[Records from a data source]
___
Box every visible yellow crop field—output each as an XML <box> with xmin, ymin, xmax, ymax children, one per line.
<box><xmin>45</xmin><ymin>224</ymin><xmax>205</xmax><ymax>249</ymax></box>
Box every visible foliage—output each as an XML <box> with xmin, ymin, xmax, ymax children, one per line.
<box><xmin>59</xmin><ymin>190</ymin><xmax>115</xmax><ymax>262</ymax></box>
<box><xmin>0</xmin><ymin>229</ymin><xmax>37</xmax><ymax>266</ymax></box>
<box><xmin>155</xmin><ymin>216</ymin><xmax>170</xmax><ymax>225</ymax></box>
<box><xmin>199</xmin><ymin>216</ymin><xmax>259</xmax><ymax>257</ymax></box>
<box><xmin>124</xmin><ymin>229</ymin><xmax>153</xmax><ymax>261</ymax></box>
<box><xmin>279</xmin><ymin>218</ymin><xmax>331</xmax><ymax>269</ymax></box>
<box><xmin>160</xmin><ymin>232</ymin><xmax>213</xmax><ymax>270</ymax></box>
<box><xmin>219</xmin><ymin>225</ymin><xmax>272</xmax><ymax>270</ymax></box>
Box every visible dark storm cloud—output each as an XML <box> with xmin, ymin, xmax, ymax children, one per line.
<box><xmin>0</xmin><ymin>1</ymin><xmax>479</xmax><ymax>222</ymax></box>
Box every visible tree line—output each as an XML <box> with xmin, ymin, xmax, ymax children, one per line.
___
**TASK DETAILS**
Rewrite every line from the one containing "Box every visible foliage—output" through the end of the records, keeping the request lines unchanged. Shift each box coordinate in the answers up by 108.

**OUTPUT OF THE TASK**
Box every visible foliage—output each as an XML <box> with xmin, ymin, xmax, ymax children, one per line.
<box><xmin>167</xmin><ymin>298</ymin><xmax>223</xmax><ymax>370</ymax></box>
<box><xmin>108</xmin><ymin>337</ymin><xmax>145</xmax><ymax>374</ymax></box>
<box><xmin>263</xmin><ymin>324</ymin><xmax>278</xmax><ymax>333</ymax></box>
<box><xmin>307</xmin><ymin>324</ymin><xmax>367</xmax><ymax>365</ymax></box>
<box><xmin>232</xmin><ymin>337</ymin><xmax>261</xmax><ymax>369</ymax></box>
<box><xmin>387</xmin><ymin>326</ymin><xmax>439</xmax><ymax>377</ymax></box>
<box><xmin>268</xmin><ymin>340</ymin><xmax>321</xmax><ymax>378</ymax></box>
<box><xmin>327</xmin><ymin>333</ymin><xmax>380</xmax><ymax>378</ymax></box>
Box every visible dark storm cloud—output each as an XML <box> with xmin, ymin, xmax, ymax children, one per line.
<box><xmin>108</xmin><ymin>109</ymin><xmax>587</xmax><ymax>330</ymax></box>
Box every visible tree line—output each as an XML <box> with xmin, ymin, xmax, ymax children, one per line.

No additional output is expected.